RECORD SET:
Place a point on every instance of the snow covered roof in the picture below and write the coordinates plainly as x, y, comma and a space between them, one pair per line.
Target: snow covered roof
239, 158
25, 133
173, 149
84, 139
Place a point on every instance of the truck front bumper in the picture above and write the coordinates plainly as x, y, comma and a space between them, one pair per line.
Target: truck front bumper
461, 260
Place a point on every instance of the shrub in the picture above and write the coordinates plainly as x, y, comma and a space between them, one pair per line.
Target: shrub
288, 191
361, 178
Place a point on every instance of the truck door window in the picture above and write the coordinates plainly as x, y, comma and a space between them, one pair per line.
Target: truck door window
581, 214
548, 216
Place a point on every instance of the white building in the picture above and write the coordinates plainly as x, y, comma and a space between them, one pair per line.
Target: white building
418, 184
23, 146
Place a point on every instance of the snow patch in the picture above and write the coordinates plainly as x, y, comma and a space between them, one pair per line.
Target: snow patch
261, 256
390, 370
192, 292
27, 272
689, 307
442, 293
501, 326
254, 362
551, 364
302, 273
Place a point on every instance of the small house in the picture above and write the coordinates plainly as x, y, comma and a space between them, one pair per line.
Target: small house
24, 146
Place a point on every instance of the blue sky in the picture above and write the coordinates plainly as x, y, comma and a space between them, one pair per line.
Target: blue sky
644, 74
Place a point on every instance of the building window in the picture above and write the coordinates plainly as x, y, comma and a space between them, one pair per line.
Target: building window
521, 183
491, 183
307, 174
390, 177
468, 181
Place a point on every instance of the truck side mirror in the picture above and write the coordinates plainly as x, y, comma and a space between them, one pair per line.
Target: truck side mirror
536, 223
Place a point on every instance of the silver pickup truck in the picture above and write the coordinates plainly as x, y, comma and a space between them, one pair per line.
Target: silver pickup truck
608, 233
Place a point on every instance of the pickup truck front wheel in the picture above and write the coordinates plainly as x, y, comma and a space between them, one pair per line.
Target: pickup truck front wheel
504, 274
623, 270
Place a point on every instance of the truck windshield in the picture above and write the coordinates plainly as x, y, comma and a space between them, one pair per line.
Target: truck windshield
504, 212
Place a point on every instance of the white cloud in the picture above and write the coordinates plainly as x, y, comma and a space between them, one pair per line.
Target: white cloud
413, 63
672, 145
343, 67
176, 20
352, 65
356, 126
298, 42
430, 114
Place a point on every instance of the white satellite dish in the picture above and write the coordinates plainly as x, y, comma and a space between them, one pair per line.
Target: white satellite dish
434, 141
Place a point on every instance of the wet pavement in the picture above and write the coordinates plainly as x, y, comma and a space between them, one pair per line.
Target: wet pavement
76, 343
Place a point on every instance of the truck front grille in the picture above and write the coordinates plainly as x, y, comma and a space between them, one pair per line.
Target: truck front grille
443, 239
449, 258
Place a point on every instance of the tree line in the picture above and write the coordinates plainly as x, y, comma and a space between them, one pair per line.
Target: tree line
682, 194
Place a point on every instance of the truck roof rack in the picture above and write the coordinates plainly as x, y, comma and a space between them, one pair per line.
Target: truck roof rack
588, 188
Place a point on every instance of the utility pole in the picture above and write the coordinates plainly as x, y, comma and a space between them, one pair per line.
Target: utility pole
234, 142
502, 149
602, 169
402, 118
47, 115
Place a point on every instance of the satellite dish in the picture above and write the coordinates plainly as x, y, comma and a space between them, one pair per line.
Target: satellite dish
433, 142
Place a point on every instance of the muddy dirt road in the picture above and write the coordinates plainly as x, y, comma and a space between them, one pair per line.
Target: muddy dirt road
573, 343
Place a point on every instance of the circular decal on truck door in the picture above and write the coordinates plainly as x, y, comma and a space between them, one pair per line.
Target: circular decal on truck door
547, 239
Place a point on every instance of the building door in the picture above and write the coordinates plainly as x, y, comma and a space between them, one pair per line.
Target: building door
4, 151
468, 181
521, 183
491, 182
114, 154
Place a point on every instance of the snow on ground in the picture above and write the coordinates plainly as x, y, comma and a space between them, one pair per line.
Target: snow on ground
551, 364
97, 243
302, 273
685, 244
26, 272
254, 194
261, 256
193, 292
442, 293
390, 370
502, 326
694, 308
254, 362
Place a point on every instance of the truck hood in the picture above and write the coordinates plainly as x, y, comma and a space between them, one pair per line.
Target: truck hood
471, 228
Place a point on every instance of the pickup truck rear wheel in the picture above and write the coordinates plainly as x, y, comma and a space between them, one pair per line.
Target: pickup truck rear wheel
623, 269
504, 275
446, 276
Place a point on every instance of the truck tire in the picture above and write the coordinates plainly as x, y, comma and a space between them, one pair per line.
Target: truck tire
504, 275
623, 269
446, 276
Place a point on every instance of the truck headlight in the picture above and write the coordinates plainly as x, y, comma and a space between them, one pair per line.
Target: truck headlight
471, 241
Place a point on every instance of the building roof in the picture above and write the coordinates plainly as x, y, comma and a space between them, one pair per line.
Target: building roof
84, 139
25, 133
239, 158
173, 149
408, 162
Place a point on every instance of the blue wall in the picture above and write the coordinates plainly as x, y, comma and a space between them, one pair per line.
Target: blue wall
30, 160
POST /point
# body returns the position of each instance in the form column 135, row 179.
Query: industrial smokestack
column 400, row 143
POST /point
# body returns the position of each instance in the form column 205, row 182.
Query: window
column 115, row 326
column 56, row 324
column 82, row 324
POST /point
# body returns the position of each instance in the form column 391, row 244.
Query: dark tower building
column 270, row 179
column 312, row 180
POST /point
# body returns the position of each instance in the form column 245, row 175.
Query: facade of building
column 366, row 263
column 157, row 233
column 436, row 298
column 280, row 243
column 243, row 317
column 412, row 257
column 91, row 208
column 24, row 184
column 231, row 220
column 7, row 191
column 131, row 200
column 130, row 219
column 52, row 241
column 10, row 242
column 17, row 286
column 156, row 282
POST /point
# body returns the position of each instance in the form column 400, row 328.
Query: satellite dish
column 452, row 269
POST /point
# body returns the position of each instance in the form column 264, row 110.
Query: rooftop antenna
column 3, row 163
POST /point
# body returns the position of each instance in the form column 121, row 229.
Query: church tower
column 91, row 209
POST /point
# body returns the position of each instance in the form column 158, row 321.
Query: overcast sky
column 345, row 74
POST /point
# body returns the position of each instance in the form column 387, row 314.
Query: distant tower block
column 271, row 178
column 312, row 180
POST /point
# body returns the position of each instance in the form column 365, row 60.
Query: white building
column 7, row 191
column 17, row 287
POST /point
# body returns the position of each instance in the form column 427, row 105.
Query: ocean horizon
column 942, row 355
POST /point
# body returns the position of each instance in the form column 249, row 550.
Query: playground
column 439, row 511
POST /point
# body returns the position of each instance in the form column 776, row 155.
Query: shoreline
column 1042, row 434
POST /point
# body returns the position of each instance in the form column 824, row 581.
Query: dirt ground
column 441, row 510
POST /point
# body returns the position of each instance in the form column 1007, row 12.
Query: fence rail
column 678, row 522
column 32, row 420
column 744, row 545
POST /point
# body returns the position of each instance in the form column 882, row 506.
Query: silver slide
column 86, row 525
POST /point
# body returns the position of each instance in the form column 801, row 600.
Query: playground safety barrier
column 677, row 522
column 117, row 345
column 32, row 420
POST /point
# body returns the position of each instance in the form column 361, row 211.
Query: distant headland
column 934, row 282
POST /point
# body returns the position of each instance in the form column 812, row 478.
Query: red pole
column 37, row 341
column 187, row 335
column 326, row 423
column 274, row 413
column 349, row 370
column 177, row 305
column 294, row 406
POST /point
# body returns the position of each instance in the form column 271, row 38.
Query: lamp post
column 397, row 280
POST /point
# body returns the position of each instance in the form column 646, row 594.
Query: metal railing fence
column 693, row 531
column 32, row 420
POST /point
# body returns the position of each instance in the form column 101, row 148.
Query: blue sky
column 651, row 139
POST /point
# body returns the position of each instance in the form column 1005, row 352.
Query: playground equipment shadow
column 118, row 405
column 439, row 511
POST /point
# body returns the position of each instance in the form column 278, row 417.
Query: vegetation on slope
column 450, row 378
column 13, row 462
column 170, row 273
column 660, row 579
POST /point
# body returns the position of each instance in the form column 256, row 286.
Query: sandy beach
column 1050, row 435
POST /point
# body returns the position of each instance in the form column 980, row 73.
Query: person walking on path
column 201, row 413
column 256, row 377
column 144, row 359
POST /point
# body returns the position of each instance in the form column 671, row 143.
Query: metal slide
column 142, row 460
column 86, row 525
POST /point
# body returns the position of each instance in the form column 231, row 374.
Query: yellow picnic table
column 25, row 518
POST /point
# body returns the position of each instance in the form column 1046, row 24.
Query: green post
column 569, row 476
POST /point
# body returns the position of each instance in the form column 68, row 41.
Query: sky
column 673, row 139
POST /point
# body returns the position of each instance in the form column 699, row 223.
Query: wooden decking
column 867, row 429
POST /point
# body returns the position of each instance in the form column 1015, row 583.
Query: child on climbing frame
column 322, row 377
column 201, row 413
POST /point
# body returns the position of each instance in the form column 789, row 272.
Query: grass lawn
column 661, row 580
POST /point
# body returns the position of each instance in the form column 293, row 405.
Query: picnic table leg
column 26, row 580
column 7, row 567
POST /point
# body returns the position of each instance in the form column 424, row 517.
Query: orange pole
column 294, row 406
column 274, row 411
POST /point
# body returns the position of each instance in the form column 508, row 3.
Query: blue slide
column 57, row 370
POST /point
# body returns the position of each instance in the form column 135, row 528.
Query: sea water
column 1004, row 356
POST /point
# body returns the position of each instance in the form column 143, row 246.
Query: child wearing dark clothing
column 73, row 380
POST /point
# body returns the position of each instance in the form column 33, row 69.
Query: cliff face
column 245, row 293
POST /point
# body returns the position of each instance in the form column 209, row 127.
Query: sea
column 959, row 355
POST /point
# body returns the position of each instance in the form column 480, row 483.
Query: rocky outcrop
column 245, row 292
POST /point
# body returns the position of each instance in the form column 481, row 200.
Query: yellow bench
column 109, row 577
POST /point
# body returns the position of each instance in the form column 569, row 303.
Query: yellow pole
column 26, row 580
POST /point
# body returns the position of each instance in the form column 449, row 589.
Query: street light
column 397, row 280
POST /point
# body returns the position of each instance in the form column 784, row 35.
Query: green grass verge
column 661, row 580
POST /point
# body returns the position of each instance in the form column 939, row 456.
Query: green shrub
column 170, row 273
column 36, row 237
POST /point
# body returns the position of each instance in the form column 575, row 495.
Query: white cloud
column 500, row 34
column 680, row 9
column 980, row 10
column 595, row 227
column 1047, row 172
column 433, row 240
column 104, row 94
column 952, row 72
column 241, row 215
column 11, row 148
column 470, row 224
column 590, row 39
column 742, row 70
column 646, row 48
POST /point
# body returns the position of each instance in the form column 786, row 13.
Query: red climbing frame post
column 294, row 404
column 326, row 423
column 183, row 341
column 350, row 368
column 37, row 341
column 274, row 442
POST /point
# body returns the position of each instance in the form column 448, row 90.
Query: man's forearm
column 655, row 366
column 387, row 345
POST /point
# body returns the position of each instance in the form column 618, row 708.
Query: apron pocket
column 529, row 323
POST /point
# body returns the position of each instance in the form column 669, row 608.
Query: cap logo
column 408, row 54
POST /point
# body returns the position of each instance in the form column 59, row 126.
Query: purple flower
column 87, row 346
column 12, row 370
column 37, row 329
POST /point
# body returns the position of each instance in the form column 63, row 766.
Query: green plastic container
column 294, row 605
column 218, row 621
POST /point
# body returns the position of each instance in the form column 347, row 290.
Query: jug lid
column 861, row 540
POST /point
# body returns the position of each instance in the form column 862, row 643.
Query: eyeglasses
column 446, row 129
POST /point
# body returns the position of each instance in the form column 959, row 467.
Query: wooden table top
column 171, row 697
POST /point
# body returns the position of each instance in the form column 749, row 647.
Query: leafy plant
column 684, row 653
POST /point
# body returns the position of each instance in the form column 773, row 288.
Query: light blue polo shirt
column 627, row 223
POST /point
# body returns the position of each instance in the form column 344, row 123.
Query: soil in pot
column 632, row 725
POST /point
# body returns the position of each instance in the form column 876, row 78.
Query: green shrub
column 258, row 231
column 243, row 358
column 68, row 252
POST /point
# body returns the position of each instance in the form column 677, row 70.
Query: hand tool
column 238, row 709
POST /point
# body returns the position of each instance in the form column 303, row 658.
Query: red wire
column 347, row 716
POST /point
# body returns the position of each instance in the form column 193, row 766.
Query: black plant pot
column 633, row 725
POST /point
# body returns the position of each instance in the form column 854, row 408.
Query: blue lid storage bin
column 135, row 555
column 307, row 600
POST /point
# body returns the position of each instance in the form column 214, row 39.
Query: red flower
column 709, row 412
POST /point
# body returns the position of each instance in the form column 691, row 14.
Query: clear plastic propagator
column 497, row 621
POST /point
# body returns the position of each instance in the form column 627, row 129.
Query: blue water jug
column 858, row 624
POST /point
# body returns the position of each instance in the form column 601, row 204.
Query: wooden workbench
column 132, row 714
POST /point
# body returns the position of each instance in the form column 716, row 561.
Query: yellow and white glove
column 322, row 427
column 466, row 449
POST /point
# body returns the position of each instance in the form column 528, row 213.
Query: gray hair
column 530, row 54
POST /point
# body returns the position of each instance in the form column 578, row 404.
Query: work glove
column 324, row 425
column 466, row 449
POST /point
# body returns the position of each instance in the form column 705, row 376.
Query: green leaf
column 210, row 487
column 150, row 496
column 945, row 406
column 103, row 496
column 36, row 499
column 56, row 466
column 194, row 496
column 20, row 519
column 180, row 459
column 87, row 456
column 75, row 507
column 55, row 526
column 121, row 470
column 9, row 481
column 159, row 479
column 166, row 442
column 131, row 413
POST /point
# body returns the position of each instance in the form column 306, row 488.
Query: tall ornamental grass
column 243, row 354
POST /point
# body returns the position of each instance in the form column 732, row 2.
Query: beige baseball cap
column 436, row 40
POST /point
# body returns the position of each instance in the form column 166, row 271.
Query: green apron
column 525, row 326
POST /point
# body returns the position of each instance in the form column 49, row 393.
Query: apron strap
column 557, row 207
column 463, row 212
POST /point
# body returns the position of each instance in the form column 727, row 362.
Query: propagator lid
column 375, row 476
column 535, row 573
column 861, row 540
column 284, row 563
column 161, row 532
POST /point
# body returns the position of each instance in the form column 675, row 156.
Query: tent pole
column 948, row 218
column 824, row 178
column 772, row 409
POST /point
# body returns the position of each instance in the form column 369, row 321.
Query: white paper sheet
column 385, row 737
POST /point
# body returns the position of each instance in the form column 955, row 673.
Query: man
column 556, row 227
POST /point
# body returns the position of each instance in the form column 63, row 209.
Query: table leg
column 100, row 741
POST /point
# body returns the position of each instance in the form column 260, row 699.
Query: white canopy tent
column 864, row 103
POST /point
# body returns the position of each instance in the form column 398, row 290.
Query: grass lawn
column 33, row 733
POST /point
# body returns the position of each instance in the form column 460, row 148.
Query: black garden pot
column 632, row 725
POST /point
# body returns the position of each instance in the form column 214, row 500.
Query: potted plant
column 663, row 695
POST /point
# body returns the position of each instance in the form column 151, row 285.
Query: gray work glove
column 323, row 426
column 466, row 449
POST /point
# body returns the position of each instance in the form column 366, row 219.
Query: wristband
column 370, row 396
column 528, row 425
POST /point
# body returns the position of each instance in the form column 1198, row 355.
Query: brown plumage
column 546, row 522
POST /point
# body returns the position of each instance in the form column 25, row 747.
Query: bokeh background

TASK GOAL:
What do the lines above say from the one containing "Query: white paper sheet" down to the one containing "63, row 209."? Return them exactly, both end lines included, and only them.

RESULT:
Query: white paper sheet
column 385, row 737
POST /point
# body returns the position of each instance in the form column 955, row 673.
Query: man
column 556, row 227
POST /point
# body returns the position of each instance in the form column 63, row 209.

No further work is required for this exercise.